Actions to take
• 1. In the mill property listing, restate the paragraph beginning "On a raised site" as a short bulleted list that keeps its main facts.
• 2. Pick up the mill property listing after its final sentence and continue it.

Document segment
• • • •

21 Quinbury End, Blakesley, Towcester, Northamptonshire, NN12 8RF

£1,500,000Guide price

7 4 3

Property Highlights

  • A Grade II listed 19th century four storey mill tower and modern mill house
  • Seven bedrooms
  • Three bathrooms
  • Four reception rooms
  • Kitchen/breakfast room
  • Triple garage, stable and paddock
  • Surrounded by open countryside
  • Approximately 2.7 acre plot

Property description

A Grade II listed 19th century four storey mill tower and modern mill house, with wrap around gardens, a separate triple garage with stables and paddocks in a village location surrounded by open countryside.

On a raised site with its own grounds, the painted mill tower is visible beyond Blakesley village, its position giving panoramic views over the countryside, especially from the tower rooms. The current owners acquired the derelict mill tower about 26 years ago and since then have restored its fabric, preserved its original features, and built a contemporary house alongside, which complements the Victorian building. The tower, dated 1832 by the stone plaque on the front, is built of red brick laid in English bond and rises to a new domed roof. Whilst the workings have long since gone, the flavour of the mill’s heritage is retained: a platform at the front for grain carts is unchanged, once functional ironwork is still imbedded and the internal brickwork is exposed. The modern brick mill house with brick piers and a slate roof, is designed in a 60 degree arc, and curves around, but does not affect the tower.

• • • •

[Items from a data source]
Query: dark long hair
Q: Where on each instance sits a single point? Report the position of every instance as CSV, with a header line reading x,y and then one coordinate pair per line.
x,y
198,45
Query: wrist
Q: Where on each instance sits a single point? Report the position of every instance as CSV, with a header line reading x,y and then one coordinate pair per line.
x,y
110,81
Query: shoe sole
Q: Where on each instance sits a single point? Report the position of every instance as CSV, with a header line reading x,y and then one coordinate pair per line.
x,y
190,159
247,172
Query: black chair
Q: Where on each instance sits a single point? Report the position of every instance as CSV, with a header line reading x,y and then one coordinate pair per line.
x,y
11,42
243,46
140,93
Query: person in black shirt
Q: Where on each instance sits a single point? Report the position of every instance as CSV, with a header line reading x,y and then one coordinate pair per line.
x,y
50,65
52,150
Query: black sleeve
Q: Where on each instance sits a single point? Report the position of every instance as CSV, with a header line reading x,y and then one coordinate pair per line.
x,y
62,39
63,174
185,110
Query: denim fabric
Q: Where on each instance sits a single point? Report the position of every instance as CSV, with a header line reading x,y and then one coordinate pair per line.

• • • •

Exercise results
• 1.
- The mill sits on a raised site with its own grounds. The painted tower is visible beyond Blakesley village and has panoramic countryside views, especially from the tower rooms.
- The current owners acquired the derelict tower about 26 years ago. They restored its fabric, preserved its original features, and built a contemporary house alongside that complements the Victorian building.
- A stone plaque on the front dates the tower to 1832. It is red brick laid in English bond and rises to a new domed roof.
- The workings are long gone, but the mill's heritage remains in the unchanged grain-cart platform at the front, the embedded ironwork, and the exposed internal brickwork.
- The modern brick mill house has brick piers and a slate roof. It is designed in a 60 degree arc that curves around the tower without affecting it.

• 2.
The Mill House

The mill house front door opens into an atrium which has steps up to the mill dining room or accesses the kitchen/breakfast room, which leads to the sitting room with a further door to the study, a utility room, a cloakroom and an understairs cupboard. A wooden staircase accesses the first floor which has five bedrooms, two family bathrooms, and a bridge to the tower. Throughout the modern building the double-glazed heat efficient windows and French doors have been built to a high specification by a Danish firm, STM Windows and were installed by UK-based Enlightened Windows, of aluminium clad timber. The handmade wooden doors in the mill house have traditional and unusual wooden catches. The modern building has underfloor heating from an oil-fired boiler.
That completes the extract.